**EXERCISE INSTRUCTIONS:**
1 - Answer the following questions using the court opinion, one answer per line, marked the same way.
(a) On what date was the lawsuit filed?
(b) Which two defendants remain in the case?
(c) Under what was service on the defendants effected?
2 - List the name of every case that the court opinion cites as authority.
3 - From the court opinion, write out the part that opens with the words containing "Gabbanelli Accordions &" and closes with "the trademark law.".

The opinion of the court was delivered by: Judge James B. Zagel


Gabbanelli Accordions & Imports, L.L.C. sues for trademark infringement and false advertising. There were a number of defendants who settled but two are left: Master Sound di Ciucciomei Maximiliano & C. S.n.c. and Ditta Gabbanelli Ubaldo di Elio Gabbanelli. As might be inferred from the caption of the case, the lawsuit arises from a family dispute over the family business of making and selling "Gabbanelli Accordions." To avoid confusion, I refer to Plaintiff as Accordions and to Defendants as Master Sound and Ubaldo (collectively "Defendants"). To shorten this judgment, I simply state that the accordions are wildly colorful, heavily ornamental and clearly distinctive--no one disputes that trademark and trade dress protection are fully justified. What is debated is the standing of the plaintiff to bring the case and some defenses under the trademark law.

Accordions, I infer, is a wholesale seller of the instruments to retailers. It has others make the instruments it sells. For a time, Ubaldo was such a maker, and then later he was no longer commissioned to do so. In the mid to late 1990s when Ubaldo was no longer making instruments for Accordions, he started selling purported "Gabbanelli Accordions" (with certificates of authenticity) to Accordions' customers. This resulted in fewer sales for Accordions. As to this there is no attempt at disputation.

This lawsuit was filed on June 6, 2002. Since that time, the customary route to resolution has seldom been followed. Two individuals wrote a letter asking that the case be dismissed. The letter cannot be considered a motion to dismiss since it is filed on behalf of two Italian corporations, which can be represented here only by attorneys.*fn1 What Defendants did was to refuse, as is their right, to waive service. Service was then effected under the Hague Convention. During the not-very-short period this takes, Defendants filed suit in Italy seeking judgment that they, not Accordions, owned the U.S. trademark rights. Defendants then argued that the Italian lawsuit was filed first. But this is not so. Service was effected first in the Italian case, but it is the filing date that counts. Illinois Blower, Inc. v. Deltak, L.L.C., 2004 WL 765187, at *2 (N.D. Ill. Apr. 7, 2004) ("most courts consider the act of filing, rather than service, as determinative under the first filed rule"); see also Gold Eagle Co. v. Li, 486 F.Supp. 201, 204 (N.D. Ill. 1980) (party who filed first entitled to litigate in that forum and be free from "the vexation of concurrent litigation"). There was also a claim that arbitration was mandatory but no defendant sought arbitration, rather they invoked Italian judicial remedy which, unless rebutted, creates a presumption of waiver of arbitration rights. Cabinetree of Wisconsin, Inc. V. Kraftmaid Cabinetry, Inc., 50 F.3d 388, 390 (7th Cir. 1995). There is no rebuttal.

**EXTRACTED ENTRIES:**
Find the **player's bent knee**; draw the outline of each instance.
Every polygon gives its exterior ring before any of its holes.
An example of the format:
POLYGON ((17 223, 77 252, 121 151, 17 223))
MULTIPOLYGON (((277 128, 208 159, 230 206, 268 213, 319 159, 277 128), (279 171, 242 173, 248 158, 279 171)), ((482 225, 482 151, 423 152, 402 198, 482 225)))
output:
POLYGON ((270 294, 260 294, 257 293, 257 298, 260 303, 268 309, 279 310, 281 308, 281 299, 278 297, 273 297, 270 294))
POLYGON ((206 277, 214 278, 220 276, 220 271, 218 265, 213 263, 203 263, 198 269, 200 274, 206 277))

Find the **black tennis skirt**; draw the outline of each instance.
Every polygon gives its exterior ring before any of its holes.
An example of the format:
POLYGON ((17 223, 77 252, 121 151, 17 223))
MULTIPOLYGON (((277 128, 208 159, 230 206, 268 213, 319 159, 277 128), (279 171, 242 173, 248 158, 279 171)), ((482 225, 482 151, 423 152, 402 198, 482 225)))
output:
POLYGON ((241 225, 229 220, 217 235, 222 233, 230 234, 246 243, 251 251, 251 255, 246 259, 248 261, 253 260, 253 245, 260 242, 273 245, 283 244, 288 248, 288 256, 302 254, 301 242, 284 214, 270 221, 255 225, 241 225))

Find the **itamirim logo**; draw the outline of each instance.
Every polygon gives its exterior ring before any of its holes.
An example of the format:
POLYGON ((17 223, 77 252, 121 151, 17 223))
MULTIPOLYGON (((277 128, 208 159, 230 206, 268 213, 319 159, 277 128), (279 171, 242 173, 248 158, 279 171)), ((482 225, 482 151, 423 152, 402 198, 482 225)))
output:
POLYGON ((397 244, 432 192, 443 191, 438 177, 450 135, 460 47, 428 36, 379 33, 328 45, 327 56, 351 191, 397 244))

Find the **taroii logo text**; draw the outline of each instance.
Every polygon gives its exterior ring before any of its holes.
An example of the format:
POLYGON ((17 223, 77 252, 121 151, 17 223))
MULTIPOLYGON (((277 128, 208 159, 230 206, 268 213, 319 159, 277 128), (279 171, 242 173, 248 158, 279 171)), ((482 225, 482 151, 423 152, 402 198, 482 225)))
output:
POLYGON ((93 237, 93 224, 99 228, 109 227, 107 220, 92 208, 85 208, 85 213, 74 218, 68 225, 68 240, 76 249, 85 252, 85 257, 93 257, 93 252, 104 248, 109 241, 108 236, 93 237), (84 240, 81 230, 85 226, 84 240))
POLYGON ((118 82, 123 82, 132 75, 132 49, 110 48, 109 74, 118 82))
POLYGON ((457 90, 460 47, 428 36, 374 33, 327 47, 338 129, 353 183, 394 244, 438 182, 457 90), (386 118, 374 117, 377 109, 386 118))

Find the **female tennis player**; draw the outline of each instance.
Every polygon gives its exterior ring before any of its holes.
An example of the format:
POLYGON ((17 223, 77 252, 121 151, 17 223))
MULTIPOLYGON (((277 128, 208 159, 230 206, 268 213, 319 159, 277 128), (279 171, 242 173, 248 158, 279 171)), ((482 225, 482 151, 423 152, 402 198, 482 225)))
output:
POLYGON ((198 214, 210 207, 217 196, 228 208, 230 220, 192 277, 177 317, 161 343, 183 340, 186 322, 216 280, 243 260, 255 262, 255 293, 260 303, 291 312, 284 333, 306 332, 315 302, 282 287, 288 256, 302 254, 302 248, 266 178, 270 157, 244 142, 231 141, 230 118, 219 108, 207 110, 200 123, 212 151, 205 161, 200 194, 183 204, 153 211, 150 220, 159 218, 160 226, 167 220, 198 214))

**SOLUTIONS:**
1 -
(a) June 6, 2002.
(b) Master Sound di Ciucciomei Maximiliano & C. S.n.c. and Ditta Gabbanelli Ubaldo di Elio Gabbanelli.
(c) The Hague Convention.

2 -
Illinois Blower, Inc. v. Deltak, L.L.C.
Gold Eagle Co. v. Li
Cabinetree of Wisconsin, Inc. V. Kraftmaid Cabinetry, Inc.

3 -
Gabbanelli Accordions & Imports, L.L.C. sues for trademark infringement and false advertising. There were a number of defendants who settled but two are left: Master Sound di Ciucciomei Maximiliano & C. S.n.c. and Ditta Gabbanelli Ubaldo di Elio Gabbanelli. As might be inferred from the caption of the case, the lawsuit arises from a family dispute over the family business of making and selling "Gabbanelli Accordions." To avoid confusion, I refer to Plaintiff as Accordions and to Defendants as Master Sound and Ubaldo (collectively "Defendants"). To shorten this judgment, I simply state that the accordions are wildly colorful, heavily ornamental and clearly distinctive--no one disputes that trademark and trade dress protection are fully justified. What is debated is the standing of the plaintiff to bring the case and some defenses under the trademark law.